Et quand une maman dit qu’elle couve trop son fils, est-ce que ce n’est pas pour éviter, justement, de perdre le sentiment d’harmonie de la fusion ou tout simplement pour combler un manque à elle ?

Dans le « je l’aime trop », il faut aussi, parfois, chercher à comprendre d’où vient cet excès d’amour. Voir s’il y a un manque avec le partenaire, soit parce que la maternité a éloigné le couple ou pour d’autres raisons. Car la question des élans amoureux renvoie d’une part à la forme d‘amour que la maman a vis-à-vis de son enfant, mais aussi au fait qu’elle puisse avoir besoin de combler un manque de petite fille, en elle, avec son fils. Le risque est que l’on assiste alors à une inversion des rôles, avec un petit garçon qui soutient affectivement sa maman. Cela peut l’inciter à la séduire, à la vouloir pour lui tout seul sur un mode fusionnel et œdipien, dans une relation où le grand absent est le papa ou le partenaire de la maman.
* * *
» Consigne
Poursuivez le texte sur l'amour excessif d'une mère pour son fils à partir de sa dernière phrase.

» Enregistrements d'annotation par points
* * *
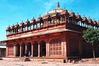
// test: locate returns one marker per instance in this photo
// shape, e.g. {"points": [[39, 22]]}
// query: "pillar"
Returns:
{"points": [[64, 49], [6, 51], [47, 49], [14, 50], [31, 50], [20, 50], [38, 50], [25, 49]]}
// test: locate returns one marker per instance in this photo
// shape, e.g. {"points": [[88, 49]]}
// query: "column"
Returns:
{"points": [[25, 49], [20, 50], [31, 50], [47, 49], [65, 49], [6, 51], [14, 50], [38, 50]]}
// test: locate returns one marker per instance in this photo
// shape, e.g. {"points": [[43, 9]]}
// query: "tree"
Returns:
{"points": [[91, 36]]}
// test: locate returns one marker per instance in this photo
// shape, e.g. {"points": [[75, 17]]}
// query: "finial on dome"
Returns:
{"points": [[58, 5]]}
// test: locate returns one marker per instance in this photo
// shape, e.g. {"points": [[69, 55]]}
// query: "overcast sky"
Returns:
{"points": [[16, 11]]}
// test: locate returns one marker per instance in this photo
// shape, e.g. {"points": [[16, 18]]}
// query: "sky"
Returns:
{"points": [[16, 11]]}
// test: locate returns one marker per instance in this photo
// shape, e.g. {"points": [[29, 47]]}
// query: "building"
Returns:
{"points": [[2, 49], [56, 35]]}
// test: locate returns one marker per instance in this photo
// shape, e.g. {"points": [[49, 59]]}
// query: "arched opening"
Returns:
{"points": [[23, 50], [55, 47], [17, 50], [73, 48], [28, 50], [42, 48], [35, 49]]}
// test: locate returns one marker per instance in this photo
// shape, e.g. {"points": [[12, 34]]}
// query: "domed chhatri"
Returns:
{"points": [[56, 35]]}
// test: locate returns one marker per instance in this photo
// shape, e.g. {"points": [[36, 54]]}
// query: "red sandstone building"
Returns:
{"points": [[56, 35]]}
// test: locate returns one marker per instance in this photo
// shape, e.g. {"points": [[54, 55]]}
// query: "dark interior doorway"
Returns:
{"points": [[23, 50], [35, 49], [28, 51], [42, 48], [17, 50]]}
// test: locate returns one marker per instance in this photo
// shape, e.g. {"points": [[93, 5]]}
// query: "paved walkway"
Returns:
{"points": [[31, 63]]}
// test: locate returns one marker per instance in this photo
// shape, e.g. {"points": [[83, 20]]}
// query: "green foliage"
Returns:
{"points": [[91, 36]]}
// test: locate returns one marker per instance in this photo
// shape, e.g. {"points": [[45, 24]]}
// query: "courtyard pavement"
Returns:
{"points": [[33, 63]]}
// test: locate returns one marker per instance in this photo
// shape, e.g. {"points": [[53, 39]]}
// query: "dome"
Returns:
{"points": [[55, 11]]}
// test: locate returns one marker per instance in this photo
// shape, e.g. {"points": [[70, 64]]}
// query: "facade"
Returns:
{"points": [[2, 49], [56, 35]]}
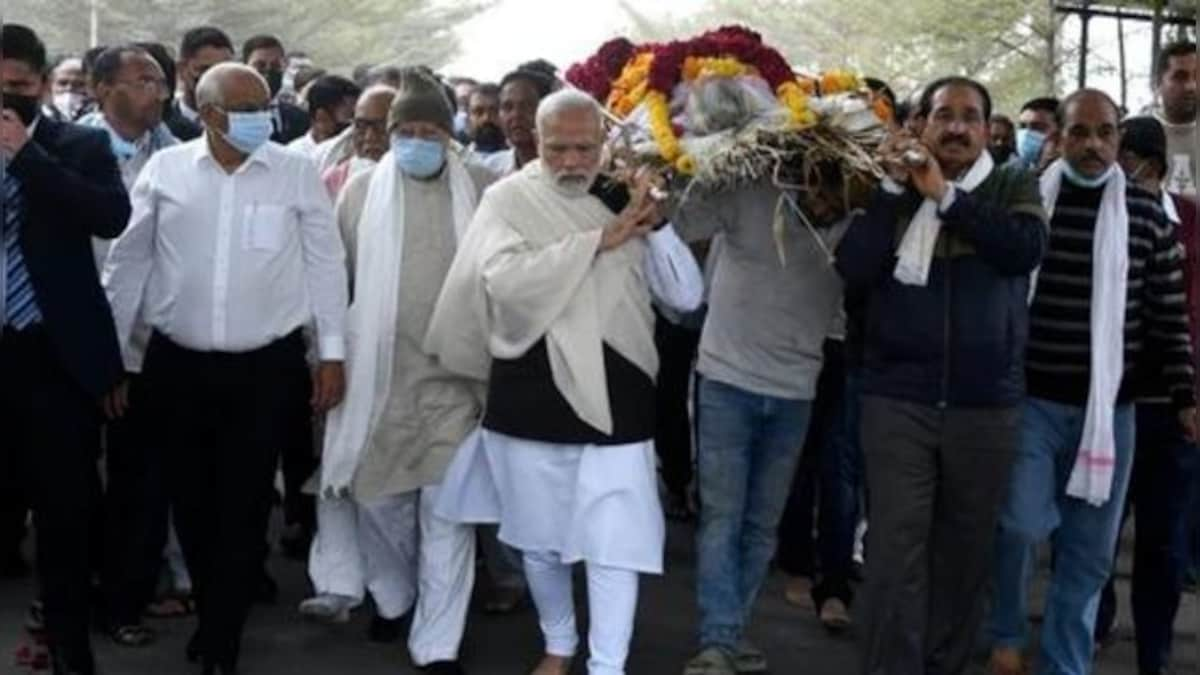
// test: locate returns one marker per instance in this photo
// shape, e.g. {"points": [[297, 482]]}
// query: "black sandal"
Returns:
{"points": [[135, 635]]}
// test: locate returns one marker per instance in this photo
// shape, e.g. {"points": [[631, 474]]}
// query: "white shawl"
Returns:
{"points": [[1091, 478], [916, 251], [371, 318], [528, 269]]}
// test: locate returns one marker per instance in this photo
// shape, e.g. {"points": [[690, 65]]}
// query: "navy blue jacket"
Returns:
{"points": [[72, 191], [959, 340]]}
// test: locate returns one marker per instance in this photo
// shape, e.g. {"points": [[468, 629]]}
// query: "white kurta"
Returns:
{"points": [[592, 503]]}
* * *
» Réponse
Dans ma pratique, je reçois des duos mère-fils dont la mère, qui se sent un peu vide ou pas assez comblée (vie amoureuse non épanouie, célibat prolongé, etc.), cherche à se remplir d’amour avec son fils. Et dans les cas où le père est absent, j’entends régulièrement des phrases telles que : « Avec mon fils, on s’est beaucoup soutenus pendant la séparation », « À la mort de son père, nous nous sommes consolés ». Encore une fois, ce n’est pas mal, mais il est juste que la maman aille chercher du réconfort chez un adulte (ami[e], compagnon, psychothérapeute, parent proche) pour pouvoir continuer à tenir son rôle de mère avec son enfant.

Et trouver la bonne distance, c’est la clé. Il faut accepter le processus de séparation, ne pas vouloir garder son enfant pour soi. C’est difficile, car l’expérience de la fusion est tellement forte... Cet amour total où l’on devient « un » avec un « autre » est à vivre, mais il arrive un moment où il faut en sortir.

Le processus de séparation consiste à « défusionner » petit à petit. À laisser son fils grandir et se retrouver soi-même, en tant que femme.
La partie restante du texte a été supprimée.